Start of Record set
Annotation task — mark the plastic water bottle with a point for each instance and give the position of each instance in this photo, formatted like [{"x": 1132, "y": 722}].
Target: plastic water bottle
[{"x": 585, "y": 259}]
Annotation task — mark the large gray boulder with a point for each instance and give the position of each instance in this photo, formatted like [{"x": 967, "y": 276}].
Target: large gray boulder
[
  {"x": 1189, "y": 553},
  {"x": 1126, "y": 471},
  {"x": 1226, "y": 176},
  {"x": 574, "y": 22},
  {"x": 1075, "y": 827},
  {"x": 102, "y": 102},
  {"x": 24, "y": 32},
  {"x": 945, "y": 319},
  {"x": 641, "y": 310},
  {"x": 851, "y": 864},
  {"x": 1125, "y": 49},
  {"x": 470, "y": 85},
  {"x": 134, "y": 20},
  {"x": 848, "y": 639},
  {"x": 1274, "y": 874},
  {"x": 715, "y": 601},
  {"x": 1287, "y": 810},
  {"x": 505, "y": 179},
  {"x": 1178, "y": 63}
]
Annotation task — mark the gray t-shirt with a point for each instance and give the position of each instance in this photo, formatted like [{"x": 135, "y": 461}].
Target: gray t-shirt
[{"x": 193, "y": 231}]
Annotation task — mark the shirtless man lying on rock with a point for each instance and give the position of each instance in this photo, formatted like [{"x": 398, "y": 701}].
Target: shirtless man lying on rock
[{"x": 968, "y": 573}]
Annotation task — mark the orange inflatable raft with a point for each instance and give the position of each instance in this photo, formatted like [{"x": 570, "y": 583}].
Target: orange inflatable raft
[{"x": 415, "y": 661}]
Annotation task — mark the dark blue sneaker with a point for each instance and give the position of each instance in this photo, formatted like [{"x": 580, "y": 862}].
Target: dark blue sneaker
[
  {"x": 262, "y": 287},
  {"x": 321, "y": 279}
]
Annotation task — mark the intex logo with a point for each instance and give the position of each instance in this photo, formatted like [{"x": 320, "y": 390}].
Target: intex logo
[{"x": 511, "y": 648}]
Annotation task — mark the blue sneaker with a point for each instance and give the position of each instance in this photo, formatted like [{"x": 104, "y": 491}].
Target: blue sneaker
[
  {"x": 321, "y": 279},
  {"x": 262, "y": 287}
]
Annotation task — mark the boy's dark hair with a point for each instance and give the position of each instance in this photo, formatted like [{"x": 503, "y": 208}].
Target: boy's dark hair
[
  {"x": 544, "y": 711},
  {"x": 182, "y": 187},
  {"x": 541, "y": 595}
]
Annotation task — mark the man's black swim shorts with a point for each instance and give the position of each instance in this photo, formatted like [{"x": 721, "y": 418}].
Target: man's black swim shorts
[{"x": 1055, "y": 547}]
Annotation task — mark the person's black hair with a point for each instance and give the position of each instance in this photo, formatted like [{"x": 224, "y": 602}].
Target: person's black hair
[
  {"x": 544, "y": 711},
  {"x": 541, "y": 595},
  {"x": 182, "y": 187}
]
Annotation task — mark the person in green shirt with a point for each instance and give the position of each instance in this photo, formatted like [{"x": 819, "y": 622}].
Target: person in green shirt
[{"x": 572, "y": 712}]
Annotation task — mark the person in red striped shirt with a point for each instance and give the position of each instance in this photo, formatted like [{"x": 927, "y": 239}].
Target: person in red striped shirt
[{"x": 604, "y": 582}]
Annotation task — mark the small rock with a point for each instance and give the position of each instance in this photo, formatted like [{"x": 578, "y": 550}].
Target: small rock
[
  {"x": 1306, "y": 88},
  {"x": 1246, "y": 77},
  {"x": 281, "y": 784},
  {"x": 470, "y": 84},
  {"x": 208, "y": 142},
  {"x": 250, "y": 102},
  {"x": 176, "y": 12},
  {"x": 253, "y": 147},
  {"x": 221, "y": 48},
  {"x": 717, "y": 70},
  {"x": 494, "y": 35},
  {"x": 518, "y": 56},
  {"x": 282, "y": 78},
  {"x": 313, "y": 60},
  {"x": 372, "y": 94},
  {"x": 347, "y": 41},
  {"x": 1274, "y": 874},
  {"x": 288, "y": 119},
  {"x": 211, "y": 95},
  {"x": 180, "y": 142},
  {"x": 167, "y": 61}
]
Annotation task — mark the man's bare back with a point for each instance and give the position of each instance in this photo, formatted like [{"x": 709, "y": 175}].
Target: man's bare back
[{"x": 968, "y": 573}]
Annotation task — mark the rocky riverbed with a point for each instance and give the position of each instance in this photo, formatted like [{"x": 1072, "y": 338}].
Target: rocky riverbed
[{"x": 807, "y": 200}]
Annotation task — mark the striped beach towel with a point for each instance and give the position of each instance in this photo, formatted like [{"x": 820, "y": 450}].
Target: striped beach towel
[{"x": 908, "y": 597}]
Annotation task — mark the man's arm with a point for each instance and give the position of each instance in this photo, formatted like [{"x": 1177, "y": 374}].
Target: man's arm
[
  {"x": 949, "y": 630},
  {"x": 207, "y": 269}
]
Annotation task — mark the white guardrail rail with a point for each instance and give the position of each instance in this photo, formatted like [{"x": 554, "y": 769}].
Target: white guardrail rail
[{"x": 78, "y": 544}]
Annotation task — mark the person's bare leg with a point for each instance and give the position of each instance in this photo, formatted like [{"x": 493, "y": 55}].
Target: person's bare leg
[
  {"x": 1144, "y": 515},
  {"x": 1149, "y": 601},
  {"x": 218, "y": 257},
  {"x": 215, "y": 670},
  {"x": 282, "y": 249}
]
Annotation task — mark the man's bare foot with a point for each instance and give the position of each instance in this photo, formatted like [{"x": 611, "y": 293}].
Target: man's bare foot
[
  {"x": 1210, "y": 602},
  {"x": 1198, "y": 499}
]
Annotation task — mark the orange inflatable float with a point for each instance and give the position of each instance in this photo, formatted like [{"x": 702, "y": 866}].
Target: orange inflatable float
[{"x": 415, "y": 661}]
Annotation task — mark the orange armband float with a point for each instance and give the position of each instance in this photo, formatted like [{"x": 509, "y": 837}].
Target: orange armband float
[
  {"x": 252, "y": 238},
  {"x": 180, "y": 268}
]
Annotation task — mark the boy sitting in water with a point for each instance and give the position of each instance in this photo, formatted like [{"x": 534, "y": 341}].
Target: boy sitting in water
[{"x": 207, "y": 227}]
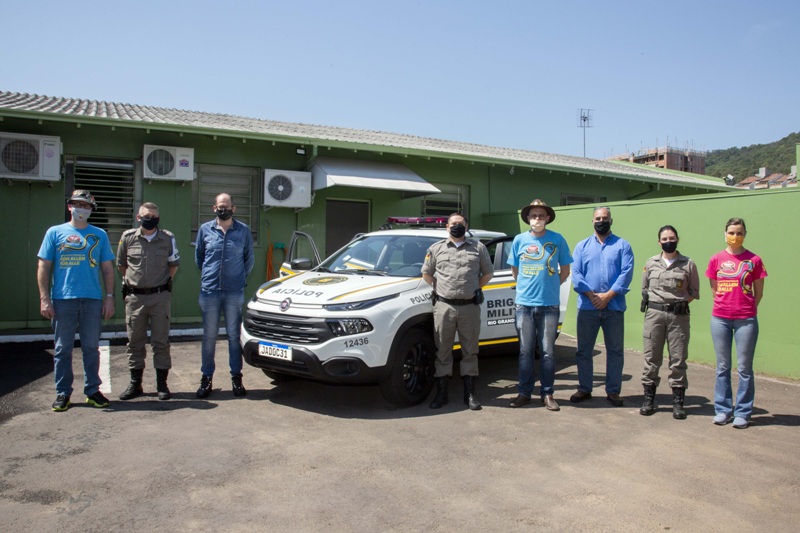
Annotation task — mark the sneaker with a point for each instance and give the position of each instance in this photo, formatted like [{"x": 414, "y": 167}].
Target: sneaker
[
  {"x": 205, "y": 387},
  {"x": 722, "y": 419},
  {"x": 740, "y": 423},
  {"x": 236, "y": 384},
  {"x": 97, "y": 400},
  {"x": 61, "y": 403}
]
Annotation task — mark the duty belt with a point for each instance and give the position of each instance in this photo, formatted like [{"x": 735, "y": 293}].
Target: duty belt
[
  {"x": 678, "y": 308},
  {"x": 152, "y": 290},
  {"x": 455, "y": 301}
]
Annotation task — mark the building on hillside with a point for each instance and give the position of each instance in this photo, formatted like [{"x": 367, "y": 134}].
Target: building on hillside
[
  {"x": 668, "y": 157},
  {"x": 769, "y": 180},
  {"x": 328, "y": 182}
]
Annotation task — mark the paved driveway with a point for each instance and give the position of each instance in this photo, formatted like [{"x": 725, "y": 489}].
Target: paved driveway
[{"x": 304, "y": 456}]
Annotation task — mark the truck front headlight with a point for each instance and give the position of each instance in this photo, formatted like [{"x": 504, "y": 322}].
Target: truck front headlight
[
  {"x": 348, "y": 326},
  {"x": 358, "y": 306}
]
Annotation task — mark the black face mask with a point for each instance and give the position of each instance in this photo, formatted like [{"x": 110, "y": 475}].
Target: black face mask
[
  {"x": 669, "y": 246},
  {"x": 149, "y": 223},
  {"x": 457, "y": 230},
  {"x": 602, "y": 227},
  {"x": 224, "y": 214}
]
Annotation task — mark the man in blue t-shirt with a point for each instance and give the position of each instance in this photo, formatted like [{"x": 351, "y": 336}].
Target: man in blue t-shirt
[
  {"x": 539, "y": 261},
  {"x": 74, "y": 255}
]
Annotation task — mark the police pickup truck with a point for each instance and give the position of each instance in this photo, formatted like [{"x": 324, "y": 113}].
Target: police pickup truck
[{"x": 364, "y": 315}]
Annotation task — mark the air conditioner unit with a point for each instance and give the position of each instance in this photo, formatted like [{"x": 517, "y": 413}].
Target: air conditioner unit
[
  {"x": 284, "y": 188},
  {"x": 30, "y": 157},
  {"x": 168, "y": 163}
]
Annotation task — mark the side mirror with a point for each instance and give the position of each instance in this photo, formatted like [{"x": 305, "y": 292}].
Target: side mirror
[{"x": 301, "y": 263}]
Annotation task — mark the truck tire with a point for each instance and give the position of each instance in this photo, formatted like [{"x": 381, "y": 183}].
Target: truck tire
[{"x": 411, "y": 377}]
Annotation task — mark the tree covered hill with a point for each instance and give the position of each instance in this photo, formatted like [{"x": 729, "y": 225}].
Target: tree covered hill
[{"x": 743, "y": 162}]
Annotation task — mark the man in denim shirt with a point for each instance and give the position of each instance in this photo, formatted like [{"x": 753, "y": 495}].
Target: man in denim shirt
[
  {"x": 601, "y": 275},
  {"x": 224, "y": 255}
]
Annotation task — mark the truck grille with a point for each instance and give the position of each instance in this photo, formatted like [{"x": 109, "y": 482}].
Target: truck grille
[{"x": 285, "y": 328}]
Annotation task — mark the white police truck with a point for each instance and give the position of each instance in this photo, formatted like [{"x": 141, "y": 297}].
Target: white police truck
[{"x": 364, "y": 314}]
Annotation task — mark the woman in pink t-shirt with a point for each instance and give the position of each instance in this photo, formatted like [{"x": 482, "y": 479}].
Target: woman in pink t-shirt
[{"x": 737, "y": 281}]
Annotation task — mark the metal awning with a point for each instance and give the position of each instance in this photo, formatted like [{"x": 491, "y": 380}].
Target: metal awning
[{"x": 330, "y": 171}]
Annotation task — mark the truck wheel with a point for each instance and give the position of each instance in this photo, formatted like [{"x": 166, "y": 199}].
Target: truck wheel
[
  {"x": 277, "y": 376},
  {"x": 411, "y": 377}
]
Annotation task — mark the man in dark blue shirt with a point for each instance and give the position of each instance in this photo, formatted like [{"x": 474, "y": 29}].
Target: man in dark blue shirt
[
  {"x": 601, "y": 274},
  {"x": 224, "y": 255}
]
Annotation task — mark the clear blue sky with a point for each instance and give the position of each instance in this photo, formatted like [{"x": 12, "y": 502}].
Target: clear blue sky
[{"x": 704, "y": 74}]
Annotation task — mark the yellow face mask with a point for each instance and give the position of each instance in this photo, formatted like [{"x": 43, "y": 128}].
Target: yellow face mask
[{"x": 734, "y": 241}]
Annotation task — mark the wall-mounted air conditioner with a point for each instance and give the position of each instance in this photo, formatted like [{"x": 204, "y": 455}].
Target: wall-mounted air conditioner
[
  {"x": 284, "y": 188},
  {"x": 30, "y": 157},
  {"x": 168, "y": 163}
]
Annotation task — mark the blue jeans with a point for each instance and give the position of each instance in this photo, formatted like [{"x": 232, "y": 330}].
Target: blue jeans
[
  {"x": 213, "y": 304},
  {"x": 84, "y": 316},
  {"x": 613, "y": 325},
  {"x": 537, "y": 327},
  {"x": 745, "y": 332}
]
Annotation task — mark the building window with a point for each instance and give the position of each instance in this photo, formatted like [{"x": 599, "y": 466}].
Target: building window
[
  {"x": 453, "y": 198},
  {"x": 242, "y": 183},
  {"x": 578, "y": 199},
  {"x": 112, "y": 183}
]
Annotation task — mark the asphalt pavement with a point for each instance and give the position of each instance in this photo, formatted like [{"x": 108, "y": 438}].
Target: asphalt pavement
[{"x": 303, "y": 456}]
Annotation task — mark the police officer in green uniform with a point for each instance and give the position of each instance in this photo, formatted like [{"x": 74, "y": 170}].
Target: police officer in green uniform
[
  {"x": 147, "y": 258},
  {"x": 669, "y": 282},
  {"x": 457, "y": 268}
]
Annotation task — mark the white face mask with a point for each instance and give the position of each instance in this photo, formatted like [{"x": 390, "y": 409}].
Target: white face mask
[
  {"x": 537, "y": 225},
  {"x": 81, "y": 214}
]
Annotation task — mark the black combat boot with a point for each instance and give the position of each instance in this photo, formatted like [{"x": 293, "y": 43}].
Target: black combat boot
[
  {"x": 236, "y": 384},
  {"x": 649, "y": 404},
  {"x": 441, "y": 392},
  {"x": 470, "y": 400},
  {"x": 134, "y": 389},
  {"x": 677, "y": 403},
  {"x": 161, "y": 384},
  {"x": 206, "y": 386}
]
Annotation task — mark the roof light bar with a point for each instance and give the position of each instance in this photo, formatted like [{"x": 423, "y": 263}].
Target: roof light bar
[{"x": 417, "y": 220}]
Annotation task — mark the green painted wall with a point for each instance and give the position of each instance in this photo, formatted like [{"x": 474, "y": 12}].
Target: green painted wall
[{"x": 700, "y": 221}]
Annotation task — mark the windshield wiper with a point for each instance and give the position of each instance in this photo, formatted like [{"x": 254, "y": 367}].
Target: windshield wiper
[{"x": 364, "y": 271}]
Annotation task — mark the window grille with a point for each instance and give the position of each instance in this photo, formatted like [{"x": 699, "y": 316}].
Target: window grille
[{"x": 112, "y": 183}]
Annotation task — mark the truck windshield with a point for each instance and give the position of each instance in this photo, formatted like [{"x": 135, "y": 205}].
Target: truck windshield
End of Record set
## Problem to solve
Write out again, unchanged, every line from the line containing "Annotation task — mark the asphalt" to the final line of the material above.

## Answer to the task
Annotation task — mark the asphalt pavement with a point for each instance and give the position of each instance in this photo, formatted like [{"x": 108, "y": 438}].
Target: asphalt pavement
[{"x": 303, "y": 456}]
Annotation task — mark the police officer in green uniform with a point for each instance and give the position of each instance in this photo, formatted like [{"x": 74, "y": 170}].
Target: police officer in green uniform
[
  {"x": 147, "y": 258},
  {"x": 669, "y": 282},
  {"x": 457, "y": 268}
]
Annotation task — mark the white face mask with a point for each instance and give the position of each instance in this photo, formatted like [{"x": 390, "y": 409}].
Target: white face mask
[
  {"x": 537, "y": 225},
  {"x": 81, "y": 214}
]
Annotation task — mark the black combat boot with a point for each instance and give the position of each instance in this photo, formatted like [{"x": 293, "y": 43}].
Target: black combat boot
[
  {"x": 236, "y": 384},
  {"x": 649, "y": 404},
  {"x": 441, "y": 392},
  {"x": 470, "y": 400},
  {"x": 134, "y": 389},
  {"x": 677, "y": 403},
  {"x": 161, "y": 384},
  {"x": 206, "y": 386}
]
Annotation task — mark the roof light bar with a point for each instance and give the position of each instance in this photo, formatted like [{"x": 423, "y": 263}].
Target: roof light bar
[{"x": 417, "y": 220}]
Annotation task — mark the green painted wall with a point for each instance and give the position of each instance in this photo, formatted like [{"x": 474, "y": 12}].
Target: green painted wall
[{"x": 700, "y": 221}]
Annotation task — mark the windshield wiper with a point for each instance and give the position of each instance in this photo, formatted like [{"x": 254, "y": 367}].
Target: windshield wiper
[{"x": 364, "y": 271}]
Annotation task — mark the window grille with a point for each instance and give the position of each instance in this photo, formatted like [{"x": 699, "y": 316}].
Target: window grille
[{"x": 112, "y": 183}]
Annotation task — mark the truck windshield with a point for each instance and give the position of each instance in this photo, formatted like [{"x": 135, "y": 205}].
Target: truck windshield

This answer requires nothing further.